- THE PROBLEM:
Answer these three questions from the post about the Mills Gallery exhibition:
1. How many other artists from the writer's studio building took part in the exhibition?
2. Who curated the show?
3. What material did the writer turn into yarn for weaving?

- EXTRACT TO READ:
Tuesday, February 12, 2013

"Process Goes Public" and the beginning of a new body of work

From December through January, I was invited to participate in an exhibition at the Mills Gallery with 8 other artists from my studio building. The show was a bit unusual as it meant to show the creative process of each artist instead of finished work. I was reluctant to participate at first; I thought that one can be in a rather vulnerable place when creating and to put yourself on the public square at that time could be a bit scary and inhibiting. On the other hand, Debra Olin, who curated the show, convinced me that I would enjoy an empty space, away from my leather work and I welcomed the opportunity to dedicate time to work on something new. Had I not committed to the show, I would have started designing a spring collection of bags, so it felt like a treat to move into a brand new space, empty of anything but what I chose to bring down to work on. 

Here are some pics of what happened during that month..

I started from these soft sculptures I made a couple of years back, thinking it would be cool to make some big ones that would transform the space. For some reason, I felt compelled to weave so I made yarn out of used t-shirts.

It quickly became obvious that it would take time to finish even one.. luckily, some of the BCA interns were keen to help out. Here, Helen started building the second piece while I kept weaving on the first one.

As time went, I was weaving tighter and tighter (when do you stop???), and it took a life of its own.

- DATASET EXCERPTS:
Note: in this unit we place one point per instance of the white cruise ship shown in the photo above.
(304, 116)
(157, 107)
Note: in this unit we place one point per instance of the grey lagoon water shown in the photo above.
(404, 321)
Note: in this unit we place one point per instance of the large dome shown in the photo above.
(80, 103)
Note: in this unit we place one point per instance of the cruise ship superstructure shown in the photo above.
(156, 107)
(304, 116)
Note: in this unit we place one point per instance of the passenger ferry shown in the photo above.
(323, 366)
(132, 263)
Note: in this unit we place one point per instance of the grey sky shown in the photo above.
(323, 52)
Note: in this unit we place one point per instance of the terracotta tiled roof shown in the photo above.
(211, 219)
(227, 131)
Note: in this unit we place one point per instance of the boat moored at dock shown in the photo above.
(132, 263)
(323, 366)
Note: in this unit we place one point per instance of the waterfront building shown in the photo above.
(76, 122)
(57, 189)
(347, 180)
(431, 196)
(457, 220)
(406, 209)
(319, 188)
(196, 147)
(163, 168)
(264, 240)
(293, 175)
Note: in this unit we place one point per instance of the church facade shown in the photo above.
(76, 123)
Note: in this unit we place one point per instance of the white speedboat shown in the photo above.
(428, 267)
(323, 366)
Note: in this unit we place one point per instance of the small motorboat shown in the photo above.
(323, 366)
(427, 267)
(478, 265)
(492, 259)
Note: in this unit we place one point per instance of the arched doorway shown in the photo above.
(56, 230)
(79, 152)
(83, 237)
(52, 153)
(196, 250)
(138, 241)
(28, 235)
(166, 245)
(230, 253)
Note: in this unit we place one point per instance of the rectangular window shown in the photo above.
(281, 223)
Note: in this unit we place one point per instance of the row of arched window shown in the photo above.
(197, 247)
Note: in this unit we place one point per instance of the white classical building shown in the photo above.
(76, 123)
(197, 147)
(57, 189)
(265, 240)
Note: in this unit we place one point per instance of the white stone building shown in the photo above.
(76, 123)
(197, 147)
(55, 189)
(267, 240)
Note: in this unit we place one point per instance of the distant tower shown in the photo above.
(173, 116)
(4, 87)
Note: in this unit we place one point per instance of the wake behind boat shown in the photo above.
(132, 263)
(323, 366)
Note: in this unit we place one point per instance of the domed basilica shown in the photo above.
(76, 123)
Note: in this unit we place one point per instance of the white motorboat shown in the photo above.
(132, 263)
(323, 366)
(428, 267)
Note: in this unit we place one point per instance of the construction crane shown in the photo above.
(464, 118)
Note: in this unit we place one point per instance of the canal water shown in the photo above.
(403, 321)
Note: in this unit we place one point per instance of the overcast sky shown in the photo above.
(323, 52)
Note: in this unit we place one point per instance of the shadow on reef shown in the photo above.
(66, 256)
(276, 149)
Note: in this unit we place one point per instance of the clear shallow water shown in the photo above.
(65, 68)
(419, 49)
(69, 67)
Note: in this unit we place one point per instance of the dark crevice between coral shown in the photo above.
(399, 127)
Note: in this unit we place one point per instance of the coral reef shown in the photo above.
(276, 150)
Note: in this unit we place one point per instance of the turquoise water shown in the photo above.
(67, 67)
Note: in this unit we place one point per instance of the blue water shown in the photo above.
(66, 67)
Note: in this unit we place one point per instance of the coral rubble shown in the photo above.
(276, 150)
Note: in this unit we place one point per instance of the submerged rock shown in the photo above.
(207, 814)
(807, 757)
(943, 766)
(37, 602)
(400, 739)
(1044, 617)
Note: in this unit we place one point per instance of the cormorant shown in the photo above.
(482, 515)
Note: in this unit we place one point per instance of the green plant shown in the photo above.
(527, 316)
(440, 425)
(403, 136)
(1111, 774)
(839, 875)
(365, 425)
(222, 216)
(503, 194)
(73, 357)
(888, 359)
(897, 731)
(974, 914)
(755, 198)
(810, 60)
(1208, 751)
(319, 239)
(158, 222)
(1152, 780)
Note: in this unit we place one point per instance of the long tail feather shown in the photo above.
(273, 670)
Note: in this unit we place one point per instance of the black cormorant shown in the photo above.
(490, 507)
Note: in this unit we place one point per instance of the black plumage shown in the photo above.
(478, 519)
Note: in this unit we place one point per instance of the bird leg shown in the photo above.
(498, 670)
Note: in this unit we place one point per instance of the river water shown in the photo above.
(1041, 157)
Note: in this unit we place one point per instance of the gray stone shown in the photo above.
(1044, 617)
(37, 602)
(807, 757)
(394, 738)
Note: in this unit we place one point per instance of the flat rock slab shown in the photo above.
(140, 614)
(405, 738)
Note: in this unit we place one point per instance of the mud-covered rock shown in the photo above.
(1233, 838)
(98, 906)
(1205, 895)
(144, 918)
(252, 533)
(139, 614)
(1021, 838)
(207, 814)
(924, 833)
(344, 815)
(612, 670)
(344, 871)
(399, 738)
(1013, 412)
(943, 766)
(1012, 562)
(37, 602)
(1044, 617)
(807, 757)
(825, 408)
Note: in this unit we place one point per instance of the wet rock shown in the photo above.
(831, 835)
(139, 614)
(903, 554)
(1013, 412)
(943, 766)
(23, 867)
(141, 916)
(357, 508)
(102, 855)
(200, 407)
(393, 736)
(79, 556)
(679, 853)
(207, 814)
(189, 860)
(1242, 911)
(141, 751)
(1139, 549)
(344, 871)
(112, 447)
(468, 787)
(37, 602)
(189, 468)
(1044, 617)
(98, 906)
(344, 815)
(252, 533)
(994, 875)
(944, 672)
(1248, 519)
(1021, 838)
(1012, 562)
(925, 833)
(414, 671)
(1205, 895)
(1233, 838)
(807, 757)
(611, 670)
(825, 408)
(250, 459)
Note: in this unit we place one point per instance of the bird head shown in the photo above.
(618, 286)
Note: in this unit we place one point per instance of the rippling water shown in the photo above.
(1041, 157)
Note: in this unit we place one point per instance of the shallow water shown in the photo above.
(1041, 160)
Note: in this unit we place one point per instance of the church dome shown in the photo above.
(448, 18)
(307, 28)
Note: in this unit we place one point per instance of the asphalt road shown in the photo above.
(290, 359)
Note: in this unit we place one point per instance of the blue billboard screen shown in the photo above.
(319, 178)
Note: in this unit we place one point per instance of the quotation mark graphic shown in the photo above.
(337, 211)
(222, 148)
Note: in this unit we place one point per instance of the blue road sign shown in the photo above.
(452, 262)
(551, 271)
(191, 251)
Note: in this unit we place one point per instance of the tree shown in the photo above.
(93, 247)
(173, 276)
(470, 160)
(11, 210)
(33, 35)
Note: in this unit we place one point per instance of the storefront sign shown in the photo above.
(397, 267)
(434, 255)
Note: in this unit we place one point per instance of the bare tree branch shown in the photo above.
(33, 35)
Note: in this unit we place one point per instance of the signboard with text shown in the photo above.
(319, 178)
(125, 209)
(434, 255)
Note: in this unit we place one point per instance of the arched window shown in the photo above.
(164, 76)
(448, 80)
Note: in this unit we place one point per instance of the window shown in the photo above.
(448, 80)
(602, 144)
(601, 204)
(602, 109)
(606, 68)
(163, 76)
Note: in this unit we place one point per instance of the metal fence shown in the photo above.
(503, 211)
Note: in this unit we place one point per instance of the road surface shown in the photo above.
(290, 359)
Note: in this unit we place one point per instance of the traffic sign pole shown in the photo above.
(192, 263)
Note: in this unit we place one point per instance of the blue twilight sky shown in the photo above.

- FINISHED ANSWER:
1. Eight.
2. Debra Olin.
3. Used t-shirts.